# [SELECTED EXCERPT]
——
But the specific _tools_ aren't the issue here. It's the culture of "ship something now we'll deal with fallout later". A lot of people start using Docker and won't ever look at the Dockerfile, or, will add a Maven dependency and won't even check licenses or security updates for _any_ of the transient dependencies.
Cloud technologies and containerization make everyone just think "we can do things so fast now" and never, ever pay attention to details that can come back to bite you.
On the flip side, it's a good time to be in cybersecurity; because this cultural problem will never, ever, get solved. :)
At the end of the day it comes down to the fact that businesses just simply don't care (Equifax etc).
They like the idea of security and that's where it ends.
In many places if you try to "do things right" you will get fired in two months for being too slow/strict and they will happily replace you with a clueless easily trusting person who "goes and fetches things from random third parties".
Many times they get lucky enough to survive and they don't appreciate the risks that they took. That pace becomes the expected norm and sets the theme in the industry.
And when shit hits the fan the PR person writes a "we are oh so very sorry .. security is totally our number one priority" blog post. They blame and fire the poor bastard and replace him with another warm body.
When it comes to these "hidden" things like security companies do not reward and also punish "doing things right" so on average and over the long term we end up where we are today.
When the culture sufficiently shifts towards being sloppy you will get hammered down quick if you try to be the voice of reason because it ends up being you vs everyone else (the norm).
And, honestly, why should they? Security breaches have yet to hurt an actual company (they hurt users plenty, but not the organization that's actually responsible).
(I've seen similar claims in different ranges. Costs of breaches in the US are pretty high - over $7 million.)
Even Equifax probably wants the 3-4 billion in valuation it's lost since the breach.
The solution appears to be buying tools to avoid and respond to breaches quickly, instead of engaging and building in security awareness. (Microsoft's security development lifecycle comes to mind.)
IMO, both approaches are likely cost effective, though I have no numbers or research to back that up.
You know, I used to agree with you. But the reality is you have to weigh the massive productivity boosts that things like docker bring to the table vs. the potential issues it can bring. To a large degree, good perimeter security mitigates a lot of the concerns of containers themselves running slightly out of date software.
> To a large degree, good perimeter security mitigates a lot of the concerns of containers themselves running slightly out of date software.
this is a very naive way of setting up a secure production enviroment.
Your perimeter security is worthless if you are loading non public images which have malware or even worse, unknown malicious code in them.
having a data breach or hack on your hands is something which could kill the company. That risk is not worth having a slightly faster productivity boost because you or your ops team is not able or willing to build a proper private repository setup.
——
# [DATA RECORDS]
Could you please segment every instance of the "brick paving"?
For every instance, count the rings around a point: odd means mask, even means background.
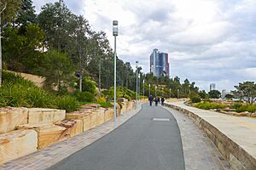
[[[108,122],[75,137],[55,143],[47,149],[4,163],[0,167],[0,170],[46,169],[114,130],[140,110],[141,105],[137,110],[118,116],[116,123]]]
[[[165,108],[172,112],[178,124],[186,170],[231,169],[207,134],[192,120],[176,110]]]

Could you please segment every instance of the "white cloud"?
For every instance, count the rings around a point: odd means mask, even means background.
[[[94,30],[106,31],[111,45],[112,20],[118,20],[119,56],[132,65],[138,60],[144,72],[157,48],[169,53],[172,76],[188,77],[204,89],[215,82],[229,90],[256,79],[255,0],[65,2],[82,11]]]

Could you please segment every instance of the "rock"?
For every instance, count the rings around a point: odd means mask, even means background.
[[[67,119],[79,119],[83,121],[83,131],[85,132],[90,129],[90,114],[91,113],[90,110],[79,110],[73,113],[67,113]]]
[[[38,133],[34,130],[15,130],[0,134],[0,163],[37,151]]]
[[[251,117],[256,117],[256,112],[251,114]]]
[[[57,141],[69,137],[68,130],[66,128],[54,124],[26,124],[20,125],[18,128],[33,129],[38,132],[38,150],[46,148]]]
[[[56,122],[55,125],[66,128],[67,130],[67,133],[69,135],[69,137],[79,134],[84,131],[84,124],[82,120],[63,120]]]
[[[55,123],[64,120],[66,110],[56,109],[28,109],[28,124]]]
[[[99,104],[86,104],[82,106],[83,109],[98,109],[101,105]]]
[[[15,130],[18,125],[27,123],[27,109],[0,108],[0,133]]]
[[[113,120],[113,108],[108,108],[104,112],[104,121],[105,122]]]
[[[96,122],[96,126],[101,125],[102,123],[105,122],[105,110],[104,109],[98,109],[96,110],[96,114],[97,114],[97,122]]]
[[[97,116],[96,112],[91,112],[90,114],[90,128],[93,128],[97,126]]]

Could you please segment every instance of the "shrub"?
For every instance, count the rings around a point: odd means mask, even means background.
[[[198,104],[195,104],[195,106],[199,109],[204,109],[204,110],[224,109],[226,107],[226,105],[224,105],[210,103],[210,102],[198,103]]]
[[[72,96],[63,96],[56,98],[57,109],[66,110],[67,112],[72,112],[80,108],[80,104]]]
[[[249,111],[254,112],[256,111],[256,105],[241,105],[240,107],[236,109],[236,112],[243,112],[243,111]]]
[[[199,103],[201,102],[201,98],[199,96],[193,96],[190,98],[192,103]]]
[[[95,101],[94,94],[90,92],[79,92],[74,93],[75,98],[80,102],[93,102]]]
[[[239,107],[241,107],[242,105],[241,103],[235,103],[230,106],[230,109],[238,109]]]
——
# [WHAT TO WORK ON]
• a. Copy the thread on security culture between "When the culture" and "that's actually responsible).", inclusive, and change "sloppy" to "careless".
• b. Answer these questions from the thread on security culture:
(i) According to the thread, how soon might someone who tries to "do things right" get fired?
(ii) How much valuation does the thread say Equifax has lost since the breach?
(iii) What kind of images does the last reply say make perimeter security worthless?
• c. Summarize the thread on security culture in two sentences.
These entries come from a different source than the thread on security culture.

# [PER-TASK ANSWERS]
• a.
When the culture sufficiently shifts towards being careless you will get hammered down quick if you try to be the voice of reason because it ends up being you vs everyone else (the norm).
And, honestly, why should they? Security breaches have yet to hurt an actual company (they hurt users plenty, but not the organization that's actually responsible).

• b.
(i) In two months.
(ii) 3-4 billion.
(iii) Non-public images that have malware or unknown malicious code in them.

• c. The thread argues that a culture of shipping now and dealing with fallout later leads people to ignore Dockerfiles and the licenses and security updates of dependencies, and that businesses like the idea of security but do not reward doing things right. One reply holds that Docker's productivity boosts and good perimeter security outweigh the risk of containers running slightly out-of-date software, and another calls this naive because perimeter security is worthless against images carrying malware and a breach could kill the company.